━━━━━ ENTRIES PROVIDED ━━━━━

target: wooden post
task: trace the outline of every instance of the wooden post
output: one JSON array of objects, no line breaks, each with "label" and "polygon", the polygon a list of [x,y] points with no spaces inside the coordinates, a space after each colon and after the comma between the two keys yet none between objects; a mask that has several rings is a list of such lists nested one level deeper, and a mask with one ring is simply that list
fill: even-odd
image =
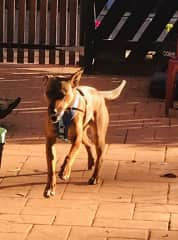
[{"label": "wooden post", "polygon": [[93,71],[93,60],[95,56],[94,50],[94,31],[95,31],[95,19],[94,19],[94,0],[83,0],[83,24],[82,29],[84,33],[84,67],[86,73]]},{"label": "wooden post", "polygon": [[5,144],[5,137],[6,137],[7,130],[5,128],[0,127],[0,168],[2,162],[2,153]]}]

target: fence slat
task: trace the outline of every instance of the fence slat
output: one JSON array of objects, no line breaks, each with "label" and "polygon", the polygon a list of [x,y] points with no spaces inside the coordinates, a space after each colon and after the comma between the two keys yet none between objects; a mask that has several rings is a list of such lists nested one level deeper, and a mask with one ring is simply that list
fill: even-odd
[{"label": "fence slat", "polygon": [[[48,0],[41,0],[40,2],[40,31],[39,31],[39,42],[40,44],[46,43],[46,33],[47,33],[47,9]],[[39,63],[45,63],[45,50],[39,50]]]},{"label": "fence slat", "polygon": [[[25,40],[25,13],[26,13],[26,1],[19,0],[18,9],[18,42],[24,43]],[[24,49],[18,48],[17,50],[17,62],[24,63]]]},{"label": "fence slat", "polygon": [[[0,0],[0,42],[4,40],[4,0]],[[0,49],[0,62],[3,62],[3,49]]]},{"label": "fence slat", "polygon": [[[56,45],[56,26],[57,26],[57,10],[58,10],[58,4],[57,0],[51,0],[50,1],[50,33],[49,33],[49,42],[52,45]],[[55,64],[56,59],[56,51],[50,50],[49,51],[49,63]]]},{"label": "fence slat", "polygon": [[[36,14],[37,14],[37,2],[36,0],[30,0],[29,1],[29,36],[28,36],[28,42],[30,44],[35,43]],[[28,49],[28,62],[34,63],[34,58],[35,58],[34,49]]]},{"label": "fence slat", "polygon": [[[8,0],[7,6],[8,6],[7,42],[12,43],[14,40],[15,0]],[[8,48],[7,49],[7,62],[13,62],[13,60],[14,60],[14,50],[12,48]]]},{"label": "fence slat", "polygon": [[[66,45],[66,20],[67,20],[67,2],[66,0],[60,1],[59,6],[60,11],[60,36],[59,36],[59,44],[61,46]],[[59,64],[65,65],[66,57],[65,57],[65,51],[59,51]]]},{"label": "fence slat", "polygon": [[[77,9],[78,9],[78,1],[70,0],[69,1],[69,14],[70,14],[70,46],[76,45],[76,32],[77,32]],[[69,52],[69,64],[75,64],[75,52]]]}]

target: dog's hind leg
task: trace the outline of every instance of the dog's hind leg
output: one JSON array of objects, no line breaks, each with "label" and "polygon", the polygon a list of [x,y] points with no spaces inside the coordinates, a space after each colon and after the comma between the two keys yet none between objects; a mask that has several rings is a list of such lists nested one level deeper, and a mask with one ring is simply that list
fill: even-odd
[{"label": "dog's hind leg", "polygon": [[[105,111],[106,110],[106,111]],[[102,109],[102,114],[96,116],[96,163],[95,169],[92,177],[89,179],[88,184],[97,184],[99,183],[99,175],[101,170],[101,165],[103,162],[103,156],[105,153],[105,138],[108,127],[109,117],[107,109]]]},{"label": "dog's hind leg", "polygon": [[56,150],[55,144],[56,138],[46,139],[46,158],[48,167],[48,181],[45,187],[44,196],[50,197],[55,195],[56,187]]},{"label": "dog's hind leg", "polygon": [[88,128],[84,129],[82,142],[88,153],[88,170],[90,170],[94,166],[96,149],[95,145],[92,143],[92,141],[89,139],[87,135],[87,130]]}]

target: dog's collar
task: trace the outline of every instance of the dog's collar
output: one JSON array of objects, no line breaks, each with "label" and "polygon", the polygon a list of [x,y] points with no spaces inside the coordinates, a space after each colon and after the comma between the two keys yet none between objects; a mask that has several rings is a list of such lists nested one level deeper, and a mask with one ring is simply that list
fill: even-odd
[{"label": "dog's collar", "polygon": [[76,111],[84,112],[82,109],[80,109],[79,106],[80,103],[80,94],[76,94],[74,103],[71,107],[68,107],[65,111],[63,116],[55,123],[56,124],[56,131],[58,138],[69,142],[68,139],[68,129],[70,126],[71,121],[73,120]]}]

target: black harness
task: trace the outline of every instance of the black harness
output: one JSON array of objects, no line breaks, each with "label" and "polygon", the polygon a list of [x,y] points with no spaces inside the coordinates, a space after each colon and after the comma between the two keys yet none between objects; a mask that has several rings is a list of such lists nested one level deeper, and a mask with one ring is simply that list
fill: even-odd
[{"label": "black harness", "polygon": [[67,108],[63,116],[55,123],[57,137],[65,142],[70,142],[70,140],[68,139],[68,129],[76,114],[76,111],[80,111],[83,113],[85,112],[78,107],[80,103],[80,95],[84,97],[84,94],[80,89],[77,89],[77,91],[78,93],[76,94],[72,107]]}]

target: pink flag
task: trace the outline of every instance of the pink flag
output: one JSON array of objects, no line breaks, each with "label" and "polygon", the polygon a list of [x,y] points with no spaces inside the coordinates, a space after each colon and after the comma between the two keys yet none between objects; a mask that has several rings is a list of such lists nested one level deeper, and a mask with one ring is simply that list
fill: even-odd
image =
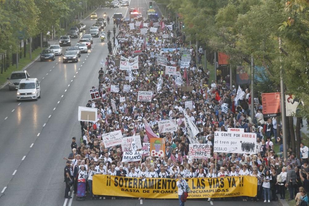
[{"label": "pink flag", "polygon": [[152,131],[152,130],[151,129],[151,128],[150,127],[149,124],[148,124],[148,122],[147,122],[147,120],[145,118],[144,118],[144,121],[145,123],[145,129],[146,130],[146,133],[147,134],[147,137],[148,137],[148,138],[159,138],[159,137],[155,134]]}]

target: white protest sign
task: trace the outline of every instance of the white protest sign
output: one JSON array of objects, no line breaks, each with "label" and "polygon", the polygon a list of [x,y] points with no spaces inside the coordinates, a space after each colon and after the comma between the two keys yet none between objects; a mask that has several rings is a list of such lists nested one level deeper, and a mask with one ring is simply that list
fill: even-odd
[{"label": "white protest sign", "polygon": [[144,152],[144,151],[124,152],[121,162],[139,162],[142,159]]},{"label": "white protest sign", "polygon": [[138,69],[138,56],[132,59],[128,59],[121,56],[119,69],[121,70]]},{"label": "white protest sign", "polygon": [[210,158],[210,144],[189,144],[189,156],[192,159]]},{"label": "white protest sign", "polygon": [[163,55],[159,55],[157,59],[158,60],[158,65],[162,66],[166,66],[167,60],[166,57]]},{"label": "white protest sign", "polygon": [[190,66],[190,61],[181,61],[180,62],[180,68],[181,69],[183,69],[185,67],[189,68]]},{"label": "white protest sign", "polygon": [[193,108],[193,102],[191,100],[188,101],[186,101],[184,102],[184,108],[186,109],[187,108],[189,108],[191,110]]},{"label": "white protest sign", "polygon": [[91,89],[89,90],[89,92],[90,93],[91,99],[92,100],[101,98],[101,97],[100,96],[100,93],[99,92],[99,89],[97,88]]},{"label": "white protest sign", "polygon": [[233,128],[231,127],[227,128],[228,132],[244,132],[245,129],[243,128]]},{"label": "white protest sign", "polygon": [[155,27],[150,27],[150,29],[149,30],[149,31],[150,31],[150,32],[156,33],[157,30],[158,30],[158,28],[156,28]]},{"label": "white protest sign", "polygon": [[118,85],[111,85],[111,92],[119,92],[119,86]]},{"label": "white protest sign", "polygon": [[126,91],[129,92],[130,91],[130,85],[126,84],[123,85],[123,91]]},{"label": "white protest sign", "polygon": [[214,152],[256,153],[256,134],[236,132],[214,132]]},{"label": "white protest sign", "polygon": [[227,111],[229,110],[229,107],[227,104],[223,103],[222,105],[221,105],[221,110],[222,112],[226,114],[227,112]]},{"label": "white protest sign", "polygon": [[123,102],[125,101],[125,97],[121,97],[119,98],[119,101],[120,102]]},{"label": "white protest sign", "polygon": [[105,148],[121,144],[122,134],[121,130],[117,130],[102,135],[102,139]]},{"label": "white protest sign", "polygon": [[151,102],[152,92],[139,91],[137,101],[138,102]]},{"label": "white protest sign", "polygon": [[171,120],[163,120],[158,122],[159,133],[172,132],[177,131],[178,127],[176,121]]}]

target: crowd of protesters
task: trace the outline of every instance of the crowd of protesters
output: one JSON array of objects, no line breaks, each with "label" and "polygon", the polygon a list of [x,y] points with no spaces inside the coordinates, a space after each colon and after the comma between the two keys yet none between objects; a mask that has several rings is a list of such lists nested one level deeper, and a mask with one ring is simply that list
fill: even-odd
[{"label": "crowd of protesters", "polygon": [[[148,30],[145,35],[141,34],[140,27],[130,30],[130,23],[133,22],[125,21],[119,24],[119,32],[115,38],[117,42],[116,46],[118,45],[119,48],[115,49],[115,55],[111,53],[106,57],[106,71],[102,69],[99,71],[98,86],[101,98],[89,100],[87,105],[97,108],[97,120],[88,125],[87,122],[80,122],[80,144],[78,145],[73,137],[72,152],[65,158],[72,163],[71,174],[74,180],[74,192],[78,179],[86,176],[90,198],[98,198],[92,193],[92,178],[95,174],[175,179],[180,176],[191,178],[248,175],[258,179],[257,195],[251,198],[239,198],[242,201],[275,201],[277,194],[284,199],[288,189],[290,199],[295,199],[297,205],[307,205],[304,204],[308,204],[306,193],[307,194],[309,191],[308,147],[300,144],[301,157],[296,157],[291,151],[286,159],[283,159],[280,153],[277,154],[280,151],[275,151],[274,146],[281,145],[282,141],[281,137],[277,135],[277,130],[282,129],[277,124],[277,118],[264,118],[260,100],[251,99],[248,89],[244,92],[243,99],[235,102],[236,90],[234,86],[227,83],[229,78],[226,79],[221,77],[218,81],[210,82],[210,72],[195,61],[196,55],[200,55],[203,50],[196,51],[191,47],[186,50],[184,34],[178,29],[171,31],[165,26],[173,23],[168,19],[161,20],[157,26],[157,32]],[[152,21],[148,23],[148,28],[154,26]],[[163,38],[163,35],[166,34],[168,38]],[[132,70],[134,79],[129,82],[126,77],[129,76],[129,72],[120,70],[117,62],[121,56],[129,58],[134,57],[133,52],[137,50],[141,51],[139,55],[139,68]],[[184,69],[180,67],[184,51],[189,53],[192,57],[190,66]],[[182,75],[182,84],[175,83],[176,76],[165,74],[165,67],[158,65],[154,54],[166,57],[167,65],[177,66]],[[162,88],[157,91],[161,76]],[[125,85],[130,85],[129,91],[123,91]],[[112,85],[119,86],[119,92],[110,92]],[[193,86],[193,89],[184,92],[183,86]],[[151,101],[138,101],[139,90],[153,92]],[[120,97],[124,97],[125,101],[120,102]],[[116,109],[113,109],[111,99],[115,101]],[[189,100],[193,101],[193,108],[185,107],[184,102]],[[251,101],[254,101],[254,111],[250,111],[248,106]],[[221,107],[223,103],[229,107],[225,113]],[[245,132],[256,134],[254,145],[256,153],[212,152],[213,157],[210,159],[188,158],[190,142],[184,122],[184,112],[199,130],[196,138],[200,143],[210,144],[212,147],[215,131],[226,131],[229,127],[243,128]],[[254,113],[254,119],[251,118],[251,112]],[[164,120],[176,120],[178,126],[177,132],[159,134],[158,121]],[[132,136],[135,132],[140,135],[142,142],[147,142],[145,128],[145,124],[147,124],[155,134],[165,138],[164,157],[145,156],[140,162],[121,162],[121,145],[105,148],[103,143],[100,142],[102,134],[120,130],[124,137]]]}]

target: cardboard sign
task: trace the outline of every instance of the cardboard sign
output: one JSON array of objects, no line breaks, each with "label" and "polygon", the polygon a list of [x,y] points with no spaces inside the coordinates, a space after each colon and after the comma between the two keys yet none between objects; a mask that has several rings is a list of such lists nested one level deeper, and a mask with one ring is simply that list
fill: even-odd
[{"label": "cardboard sign", "polygon": [[122,134],[121,130],[117,130],[102,134],[102,140],[105,148],[121,144]]},{"label": "cardboard sign", "polygon": [[138,102],[151,102],[152,92],[139,91],[137,101]]},{"label": "cardboard sign", "polygon": [[164,157],[165,154],[165,140],[163,138],[150,138],[150,156]]},{"label": "cardboard sign", "polygon": [[210,158],[210,144],[189,144],[189,156],[193,159]]},{"label": "cardboard sign", "polygon": [[97,108],[85,107],[78,107],[78,120],[96,121],[98,116]]},{"label": "cardboard sign", "polygon": [[142,159],[144,151],[135,152],[124,152],[121,162],[139,162]]},{"label": "cardboard sign", "polygon": [[99,92],[99,89],[97,88],[91,89],[89,90],[89,92],[90,93],[91,99],[92,100],[101,98],[101,97],[100,96],[100,93]]},{"label": "cardboard sign", "polygon": [[111,92],[119,92],[119,86],[118,85],[111,85]]},{"label": "cardboard sign", "polygon": [[159,133],[173,132],[177,131],[178,126],[174,120],[163,120],[158,122]]},{"label": "cardboard sign", "polygon": [[256,154],[256,133],[214,132],[214,152]]}]

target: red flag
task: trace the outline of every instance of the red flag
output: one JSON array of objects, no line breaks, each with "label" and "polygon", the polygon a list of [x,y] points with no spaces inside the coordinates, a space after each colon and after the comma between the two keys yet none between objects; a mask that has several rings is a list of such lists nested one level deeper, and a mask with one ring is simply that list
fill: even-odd
[{"label": "red flag", "polygon": [[148,124],[146,119],[144,118],[144,121],[145,123],[145,129],[146,130],[146,133],[147,134],[147,137],[148,137],[148,138],[159,138],[159,137],[157,136],[157,135],[155,134],[152,130],[151,129],[151,128],[150,127],[149,124]]}]

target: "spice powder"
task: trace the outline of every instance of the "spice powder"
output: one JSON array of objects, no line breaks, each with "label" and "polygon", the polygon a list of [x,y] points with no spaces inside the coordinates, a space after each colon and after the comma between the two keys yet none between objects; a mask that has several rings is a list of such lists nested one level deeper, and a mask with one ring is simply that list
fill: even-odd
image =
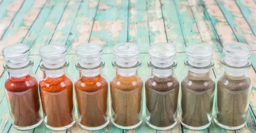
[{"label": "spice powder", "polygon": [[97,127],[108,120],[108,82],[100,75],[82,76],[75,84],[80,123]]},{"label": "spice powder", "polygon": [[146,81],[146,103],[151,124],[165,127],[177,122],[179,85],[172,76],[154,76]]},{"label": "spice powder", "polygon": [[233,77],[224,74],[217,82],[216,119],[230,127],[240,126],[246,122],[251,88],[250,78]]},{"label": "spice powder", "polygon": [[29,126],[41,120],[38,85],[36,79],[29,75],[20,78],[11,77],[6,82],[7,101],[14,125]]},{"label": "spice powder", "polygon": [[52,127],[62,127],[73,121],[73,84],[66,75],[47,77],[39,82],[44,114],[46,124]]},{"label": "spice powder", "polygon": [[189,71],[181,82],[181,120],[186,125],[201,127],[211,122],[215,83],[209,72],[195,74]]},{"label": "spice powder", "polygon": [[143,83],[137,76],[117,74],[111,82],[113,120],[122,126],[131,126],[141,120]]}]

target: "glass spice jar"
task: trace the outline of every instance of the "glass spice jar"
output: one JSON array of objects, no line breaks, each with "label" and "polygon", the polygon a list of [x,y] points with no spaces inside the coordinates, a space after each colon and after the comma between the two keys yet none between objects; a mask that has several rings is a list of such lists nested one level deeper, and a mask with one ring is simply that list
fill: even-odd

━━━━━

### EXERCISE DETAILS
Count the lines in the material above that contain the string "target". Reply with the number only.

### EXPECTED ANSWER
12